§ **RECORD SET**:
-=-=-=-=-
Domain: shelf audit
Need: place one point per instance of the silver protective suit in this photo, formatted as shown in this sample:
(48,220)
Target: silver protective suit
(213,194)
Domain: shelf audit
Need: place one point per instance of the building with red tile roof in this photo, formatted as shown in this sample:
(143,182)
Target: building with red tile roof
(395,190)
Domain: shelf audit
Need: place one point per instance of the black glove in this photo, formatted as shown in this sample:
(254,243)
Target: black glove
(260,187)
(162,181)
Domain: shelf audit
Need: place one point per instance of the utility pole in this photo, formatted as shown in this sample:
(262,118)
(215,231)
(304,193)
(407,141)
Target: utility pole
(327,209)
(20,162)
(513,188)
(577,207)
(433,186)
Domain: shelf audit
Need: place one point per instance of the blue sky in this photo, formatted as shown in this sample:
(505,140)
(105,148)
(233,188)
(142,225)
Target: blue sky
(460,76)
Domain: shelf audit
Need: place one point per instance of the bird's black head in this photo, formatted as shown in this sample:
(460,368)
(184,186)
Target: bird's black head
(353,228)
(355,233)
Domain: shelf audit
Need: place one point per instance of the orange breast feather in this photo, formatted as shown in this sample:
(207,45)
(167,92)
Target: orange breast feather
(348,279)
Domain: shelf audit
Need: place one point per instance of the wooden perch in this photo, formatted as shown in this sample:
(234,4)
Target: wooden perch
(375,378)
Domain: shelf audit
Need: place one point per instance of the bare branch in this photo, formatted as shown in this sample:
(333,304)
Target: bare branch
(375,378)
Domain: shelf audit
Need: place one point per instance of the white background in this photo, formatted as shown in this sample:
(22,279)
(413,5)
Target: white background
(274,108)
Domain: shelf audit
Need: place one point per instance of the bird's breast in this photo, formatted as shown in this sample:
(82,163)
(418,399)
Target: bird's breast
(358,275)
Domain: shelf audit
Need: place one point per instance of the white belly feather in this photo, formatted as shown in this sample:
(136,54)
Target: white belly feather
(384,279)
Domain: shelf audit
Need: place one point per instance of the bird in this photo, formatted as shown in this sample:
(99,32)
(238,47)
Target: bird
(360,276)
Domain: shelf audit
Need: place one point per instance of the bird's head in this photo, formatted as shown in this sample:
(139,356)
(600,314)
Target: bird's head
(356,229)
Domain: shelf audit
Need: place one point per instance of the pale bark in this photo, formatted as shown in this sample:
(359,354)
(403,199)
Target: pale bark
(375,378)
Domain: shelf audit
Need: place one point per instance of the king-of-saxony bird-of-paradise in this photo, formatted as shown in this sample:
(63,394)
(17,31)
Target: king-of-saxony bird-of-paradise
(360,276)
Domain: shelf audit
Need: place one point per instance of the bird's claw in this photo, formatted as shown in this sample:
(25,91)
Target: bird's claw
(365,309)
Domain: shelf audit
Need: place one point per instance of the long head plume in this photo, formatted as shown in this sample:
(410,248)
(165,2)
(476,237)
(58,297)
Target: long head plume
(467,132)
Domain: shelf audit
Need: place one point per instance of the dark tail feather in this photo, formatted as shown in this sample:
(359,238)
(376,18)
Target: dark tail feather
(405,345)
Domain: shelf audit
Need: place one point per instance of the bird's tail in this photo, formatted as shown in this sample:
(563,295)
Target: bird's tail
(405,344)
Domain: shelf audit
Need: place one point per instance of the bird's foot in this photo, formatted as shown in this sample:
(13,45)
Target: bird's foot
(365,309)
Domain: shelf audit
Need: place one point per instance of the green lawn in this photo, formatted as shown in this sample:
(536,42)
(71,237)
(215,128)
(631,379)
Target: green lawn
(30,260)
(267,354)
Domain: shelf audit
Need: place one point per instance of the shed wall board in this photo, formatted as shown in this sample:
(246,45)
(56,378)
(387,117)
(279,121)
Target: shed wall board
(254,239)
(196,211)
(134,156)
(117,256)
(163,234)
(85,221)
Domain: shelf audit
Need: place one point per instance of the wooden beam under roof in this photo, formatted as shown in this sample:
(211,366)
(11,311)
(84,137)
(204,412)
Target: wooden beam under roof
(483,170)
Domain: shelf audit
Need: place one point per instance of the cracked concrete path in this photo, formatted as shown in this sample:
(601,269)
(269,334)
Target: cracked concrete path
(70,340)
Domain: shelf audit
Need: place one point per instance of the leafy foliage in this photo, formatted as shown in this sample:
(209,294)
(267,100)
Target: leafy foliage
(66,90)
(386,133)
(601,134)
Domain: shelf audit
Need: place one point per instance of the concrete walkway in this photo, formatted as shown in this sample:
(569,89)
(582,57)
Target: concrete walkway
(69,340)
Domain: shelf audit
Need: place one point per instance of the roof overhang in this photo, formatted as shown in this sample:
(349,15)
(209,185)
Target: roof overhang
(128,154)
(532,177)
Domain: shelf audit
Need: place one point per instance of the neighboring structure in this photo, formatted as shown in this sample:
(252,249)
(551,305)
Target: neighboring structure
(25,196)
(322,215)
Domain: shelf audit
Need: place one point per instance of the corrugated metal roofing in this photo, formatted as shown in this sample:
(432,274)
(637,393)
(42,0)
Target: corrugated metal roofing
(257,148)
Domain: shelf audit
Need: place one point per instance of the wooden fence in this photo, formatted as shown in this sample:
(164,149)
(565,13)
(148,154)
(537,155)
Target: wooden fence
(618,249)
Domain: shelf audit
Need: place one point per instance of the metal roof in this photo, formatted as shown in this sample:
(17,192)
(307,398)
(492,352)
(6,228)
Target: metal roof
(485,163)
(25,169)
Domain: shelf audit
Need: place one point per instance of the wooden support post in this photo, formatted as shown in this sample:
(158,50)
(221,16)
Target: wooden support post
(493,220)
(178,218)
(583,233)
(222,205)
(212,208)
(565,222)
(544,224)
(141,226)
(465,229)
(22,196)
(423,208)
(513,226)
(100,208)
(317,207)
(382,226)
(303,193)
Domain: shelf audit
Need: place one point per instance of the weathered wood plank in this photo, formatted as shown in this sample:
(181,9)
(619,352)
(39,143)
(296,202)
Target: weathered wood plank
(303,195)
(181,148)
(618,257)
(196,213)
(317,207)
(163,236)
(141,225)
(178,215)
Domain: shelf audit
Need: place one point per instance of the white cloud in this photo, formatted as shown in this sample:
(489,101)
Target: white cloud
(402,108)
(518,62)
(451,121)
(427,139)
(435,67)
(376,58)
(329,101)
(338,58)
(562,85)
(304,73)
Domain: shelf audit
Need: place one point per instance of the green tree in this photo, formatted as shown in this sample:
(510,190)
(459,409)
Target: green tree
-=-=-=-=-
Please copy out each line of the material that contains the string "tree".

Need: place one point per instance of the green tree in this photo, formatted as shown in this sample:
Target: green tree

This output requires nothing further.